**Task to complete:**
Transcribe the full listing exactly.

---*---

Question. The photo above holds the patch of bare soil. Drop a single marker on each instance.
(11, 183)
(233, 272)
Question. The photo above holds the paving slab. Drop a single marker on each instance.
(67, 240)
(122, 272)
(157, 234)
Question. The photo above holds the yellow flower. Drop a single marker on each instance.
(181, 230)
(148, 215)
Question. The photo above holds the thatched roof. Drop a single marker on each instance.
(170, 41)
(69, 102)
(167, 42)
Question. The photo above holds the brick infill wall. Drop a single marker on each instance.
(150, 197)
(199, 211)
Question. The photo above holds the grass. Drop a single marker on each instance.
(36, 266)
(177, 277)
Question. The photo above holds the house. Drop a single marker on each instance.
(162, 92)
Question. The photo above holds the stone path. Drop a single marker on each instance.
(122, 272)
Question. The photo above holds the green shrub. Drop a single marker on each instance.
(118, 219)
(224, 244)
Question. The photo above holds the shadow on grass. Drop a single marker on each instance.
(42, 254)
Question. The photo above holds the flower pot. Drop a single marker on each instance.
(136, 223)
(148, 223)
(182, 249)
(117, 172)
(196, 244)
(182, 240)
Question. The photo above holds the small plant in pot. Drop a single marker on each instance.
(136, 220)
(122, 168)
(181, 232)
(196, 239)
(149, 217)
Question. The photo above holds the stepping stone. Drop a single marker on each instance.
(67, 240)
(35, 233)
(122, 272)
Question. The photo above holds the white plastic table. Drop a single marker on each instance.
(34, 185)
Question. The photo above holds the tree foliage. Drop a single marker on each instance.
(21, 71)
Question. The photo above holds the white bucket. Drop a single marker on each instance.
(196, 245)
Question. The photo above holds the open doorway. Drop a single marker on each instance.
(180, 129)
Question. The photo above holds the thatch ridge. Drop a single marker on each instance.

---*---

**Expected answer:**
Question. The photo above holds the patch of bare soil. Drop a single marker on each instance.
(11, 183)
(233, 272)
Question. The photo above holds the paving slab. Drop a single marker on each instance.
(67, 240)
(122, 272)
(157, 234)
Question. The photo above holds the yellow flower. Drop a single marker on each instance.
(181, 230)
(148, 215)
Question. The photo above holds the thatched roof. Drop a single marker on each instance.
(170, 41)
(69, 102)
(167, 42)
Question. The photo above holds the brick infill wall. Drop a single marker on each instance.
(150, 197)
(199, 211)
Question. The photo above holds the grass. Drop a single marker on each instance.
(36, 266)
(177, 277)
Question. The photo above holds the house. Drop a single marker on each instance.
(162, 92)
Question. The photo above holds the stone path. Drop a single marker on each instance.
(122, 272)
Question. The photo above holds the green shrub. Drop a single marker on each instance.
(118, 219)
(224, 244)
Question. The photo above holds the shadow on grass. Drop a single marker on each instance.
(42, 254)
Question. The photo above holds the flower pot. Drop a single marker on each instance.
(136, 223)
(148, 223)
(182, 249)
(117, 172)
(196, 244)
(182, 240)
Question. The photo above holds the small plant in pot. Drop a single marker on each instance.
(136, 220)
(122, 168)
(181, 232)
(196, 239)
(149, 217)
Question. The photo above holds the stepping stone. Drop a single marker on each instance.
(67, 240)
(35, 233)
(122, 272)
Question. The photo above holds the white plastic table. Drop a single marker on each instance.
(34, 185)
Question. The photo above holds the tree foliage. Drop a single marker on each instance.
(21, 71)
Question. The photo above holds the white bucket. Drop a single marker on each instance.
(196, 245)
Question. The photo above holds the open doorway. Drop a single marker on each instance.
(180, 129)
Question. The photo above holds the thatch ridge. Drop a single marker on each instance.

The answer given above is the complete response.